#### RECORDS PROVIDED
·····

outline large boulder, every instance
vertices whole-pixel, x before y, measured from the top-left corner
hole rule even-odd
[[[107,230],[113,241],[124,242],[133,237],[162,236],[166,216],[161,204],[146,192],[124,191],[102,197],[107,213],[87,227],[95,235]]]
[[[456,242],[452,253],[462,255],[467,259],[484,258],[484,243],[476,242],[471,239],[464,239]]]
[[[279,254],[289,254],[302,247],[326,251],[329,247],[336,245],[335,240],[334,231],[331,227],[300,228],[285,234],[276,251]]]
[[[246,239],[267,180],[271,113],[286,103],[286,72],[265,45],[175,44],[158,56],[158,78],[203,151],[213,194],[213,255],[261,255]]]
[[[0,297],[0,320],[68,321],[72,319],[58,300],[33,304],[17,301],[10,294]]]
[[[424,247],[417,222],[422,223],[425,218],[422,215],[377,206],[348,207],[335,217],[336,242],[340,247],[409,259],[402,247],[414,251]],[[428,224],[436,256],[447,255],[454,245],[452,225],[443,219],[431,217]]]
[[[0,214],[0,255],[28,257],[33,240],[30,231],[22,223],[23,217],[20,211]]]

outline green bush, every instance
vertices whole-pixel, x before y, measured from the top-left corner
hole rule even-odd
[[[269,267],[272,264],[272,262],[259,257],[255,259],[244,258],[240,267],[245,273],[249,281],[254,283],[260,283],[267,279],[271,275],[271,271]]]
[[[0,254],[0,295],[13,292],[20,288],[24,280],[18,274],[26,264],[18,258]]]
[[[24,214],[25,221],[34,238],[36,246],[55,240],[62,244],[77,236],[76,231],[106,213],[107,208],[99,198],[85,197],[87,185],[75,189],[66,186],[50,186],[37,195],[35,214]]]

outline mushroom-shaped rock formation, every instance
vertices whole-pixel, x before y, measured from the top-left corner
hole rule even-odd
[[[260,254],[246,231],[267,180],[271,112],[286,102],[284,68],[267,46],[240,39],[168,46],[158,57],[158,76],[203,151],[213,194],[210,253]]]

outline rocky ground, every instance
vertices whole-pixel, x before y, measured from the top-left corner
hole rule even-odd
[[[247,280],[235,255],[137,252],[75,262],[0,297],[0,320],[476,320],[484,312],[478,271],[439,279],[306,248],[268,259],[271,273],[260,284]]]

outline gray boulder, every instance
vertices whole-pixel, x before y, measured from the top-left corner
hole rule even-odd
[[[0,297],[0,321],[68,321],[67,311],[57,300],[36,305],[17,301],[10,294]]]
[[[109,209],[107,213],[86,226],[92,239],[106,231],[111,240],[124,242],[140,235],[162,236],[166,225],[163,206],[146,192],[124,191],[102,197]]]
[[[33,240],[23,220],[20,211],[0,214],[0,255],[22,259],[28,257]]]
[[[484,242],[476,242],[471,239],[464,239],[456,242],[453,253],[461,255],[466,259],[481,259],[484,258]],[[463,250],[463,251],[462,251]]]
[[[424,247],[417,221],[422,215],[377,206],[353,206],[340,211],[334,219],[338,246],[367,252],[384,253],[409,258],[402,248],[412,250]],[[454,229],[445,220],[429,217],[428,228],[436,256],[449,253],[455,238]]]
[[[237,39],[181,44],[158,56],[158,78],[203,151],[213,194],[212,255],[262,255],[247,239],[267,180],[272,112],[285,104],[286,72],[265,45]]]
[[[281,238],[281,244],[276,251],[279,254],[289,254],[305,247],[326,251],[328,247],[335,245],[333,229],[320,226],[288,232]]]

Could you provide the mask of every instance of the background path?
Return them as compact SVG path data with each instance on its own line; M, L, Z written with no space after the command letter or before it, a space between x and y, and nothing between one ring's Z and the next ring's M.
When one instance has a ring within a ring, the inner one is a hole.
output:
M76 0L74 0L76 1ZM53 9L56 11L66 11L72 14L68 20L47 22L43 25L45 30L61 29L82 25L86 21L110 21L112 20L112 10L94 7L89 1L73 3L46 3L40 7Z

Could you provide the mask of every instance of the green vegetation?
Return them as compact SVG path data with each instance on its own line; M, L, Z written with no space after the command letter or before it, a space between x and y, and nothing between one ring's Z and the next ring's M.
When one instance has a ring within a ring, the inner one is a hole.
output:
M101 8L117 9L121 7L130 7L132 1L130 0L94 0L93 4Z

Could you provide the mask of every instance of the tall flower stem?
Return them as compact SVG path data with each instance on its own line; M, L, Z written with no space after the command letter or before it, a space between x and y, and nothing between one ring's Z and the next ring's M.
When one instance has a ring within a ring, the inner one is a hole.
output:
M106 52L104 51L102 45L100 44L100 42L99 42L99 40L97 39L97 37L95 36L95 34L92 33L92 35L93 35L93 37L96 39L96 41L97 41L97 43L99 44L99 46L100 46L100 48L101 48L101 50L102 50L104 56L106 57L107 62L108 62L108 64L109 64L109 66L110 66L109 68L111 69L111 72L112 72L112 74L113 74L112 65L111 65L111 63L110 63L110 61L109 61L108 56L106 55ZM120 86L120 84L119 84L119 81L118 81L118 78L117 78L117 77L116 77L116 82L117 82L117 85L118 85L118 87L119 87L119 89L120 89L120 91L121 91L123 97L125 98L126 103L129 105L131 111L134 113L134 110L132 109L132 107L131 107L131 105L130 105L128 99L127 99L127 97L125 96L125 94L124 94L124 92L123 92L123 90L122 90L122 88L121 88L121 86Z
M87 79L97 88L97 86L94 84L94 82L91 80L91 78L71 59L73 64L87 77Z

·····

Could you rename "instance" to "object" throughout all the rows above and give them again with nothing else changed?

#### RESPONSE BELOW
outline large boulder, every object
vertices whole-pixel, x before y, measured from the top-left corner
hole rule even-odd
[[[107,230],[113,241],[124,242],[133,237],[162,236],[166,216],[161,204],[146,192],[124,191],[102,197],[107,213],[87,227],[95,235]]]
[[[456,242],[452,253],[462,255],[467,259],[484,258],[484,243],[476,242],[471,239],[464,239]]]
[[[279,254],[289,254],[302,247],[326,251],[329,247],[336,245],[335,240],[334,231],[331,227],[300,228],[285,234],[276,251]]]
[[[246,239],[267,180],[271,113],[286,103],[286,72],[265,45],[175,44],[158,56],[158,78],[203,151],[213,194],[213,255],[261,255]]]
[[[0,297],[0,320],[68,321],[72,319],[58,300],[33,304],[17,301],[10,294]]]
[[[424,247],[417,222],[422,223],[425,218],[422,215],[377,206],[348,207],[335,217],[336,242],[340,247],[409,259],[402,247],[414,251]],[[428,224],[436,256],[447,255],[454,245],[452,225],[443,219],[431,217]]]
[[[0,214],[0,255],[28,257],[33,240],[30,231],[22,223],[23,217],[20,211]]]

outline green bush, every object
vertices whole-pixel, x before y, measured from the top-left corner
hole rule even-odd
[[[269,267],[272,264],[272,262],[259,257],[255,259],[244,258],[240,267],[245,273],[249,281],[254,283],[260,283],[267,279],[271,275],[271,271]]]
[[[0,254],[0,295],[13,292],[20,288],[24,280],[18,274],[26,264],[18,258]]]
[[[24,214],[25,221],[34,238],[36,246],[55,240],[62,244],[77,236],[76,231],[106,213],[107,208],[99,198],[85,197],[87,185],[75,189],[66,186],[50,186],[37,195],[35,214]]]

outline mushroom-shaped rock formation, every object
vertices whole-pixel, x before y, measured from the top-left corner
hole rule even-odd
[[[260,254],[246,231],[267,180],[271,112],[286,102],[284,68],[267,46],[240,39],[168,46],[158,57],[158,76],[203,151],[213,194],[210,253]]]

outline rocky ground, every object
vertices whole-pixel, x before y, measured from the top-left corner
hole rule even-odd
[[[247,280],[235,255],[137,252],[75,262],[0,297],[0,320],[476,320],[484,312],[478,271],[439,279],[306,248],[268,259],[271,273],[260,284]]]

outline gray boulder, every object
vertices whole-pixel, x before y, measured from the top-left corner
hole rule even-odd
[[[0,297],[0,321],[68,321],[67,311],[57,300],[36,305],[17,301],[10,294]]]
[[[109,209],[107,213],[86,226],[92,239],[106,231],[111,240],[124,242],[140,235],[162,236],[166,225],[163,206],[146,192],[124,191],[102,197]]]
[[[33,240],[23,220],[20,211],[0,214],[0,255],[22,259],[28,257]]]
[[[484,242],[476,242],[471,239],[464,239],[456,242],[453,253],[461,255],[466,259],[481,259],[484,258]],[[463,250],[463,251],[462,251]]]
[[[424,247],[417,221],[422,215],[377,206],[353,206],[340,211],[334,219],[338,246],[367,252],[384,253],[409,258],[402,248],[412,250]],[[454,229],[445,220],[429,217],[428,228],[436,256],[449,253],[455,238]]]
[[[237,39],[181,44],[158,56],[158,78],[203,151],[213,194],[212,255],[262,255],[247,239],[267,180],[272,112],[285,104],[286,72],[265,45]]]
[[[281,238],[281,244],[276,251],[279,254],[289,254],[305,247],[326,251],[328,247],[335,245],[333,229],[320,226],[288,232]]]

Could you provide the mask of every object of the background path?
Return them as compact SVG path data with each object on its own line; M, L, Z written with no space after the command letter or before it, a space between x and y, and nothing between one ring's Z and the next ring's M.
When one object has a ring within a ring, the inner one is a hole.
output:
M76 0L74 0L76 1ZM53 9L56 11L66 11L72 14L68 20L47 22L43 25L45 30L61 29L82 25L86 21L110 21L112 20L112 10L94 7L89 1L73 3L46 3L40 7Z

Could you provide the mask of every object of the green vegetation?
Return them as compact SVG path data with each object on its own line; M, L, Z written with no space after the command letter or before it, a space between x and y, and nothing between one ring's Z and the next ring's M.
When one object has a ring within a ring, the inner one is a hole.
output:
M101 8L117 9L121 7L130 7L132 1L130 0L94 0L93 4Z

Could you provide the mask of every object of the tall flower stem?
Return them as compact SVG path data with each object on its own line; M, L, Z written with no space after the command letter or before it, a space between x and y, and nothing between one ring's Z and the next ring's M.
When one object has a ring within a ring, the inner one is a hole.
output:
M106 52L104 51L102 45L100 44L100 42L99 42L99 40L97 39L97 37L95 36L95 34L92 33L92 35L93 35L93 37L96 39L96 41L97 41L97 43L99 44L99 46L100 46L100 48L101 48L101 50L102 50L104 56L106 57L107 62L108 62L108 64L109 64L109 66L110 66L109 68L111 69L111 72L112 72L112 74L113 74L112 65L111 65L111 63L110 63L110 61L109 61L108 56L106 55ZM120 86L120 84L119 84L119 81L118 81L118 78L117 78L117 77L116 77L116 82L117 82L117 85L118 85L118 87L119 87L119 89L120 89L120 91L121 91L123 97L125 98L126 103L129 105L131 111L134 113L134 110L132 109L132 107L131 107L131 105L130 105L128 99L127 99L127 97L125 96L125 94L124 94L124 92L123 92L123 90L122 90L122 88L121 88L121 86Z
M87 79L97 88L97 86L94 84L94 82L91 80L91 78L71 59L73 64L87 77Z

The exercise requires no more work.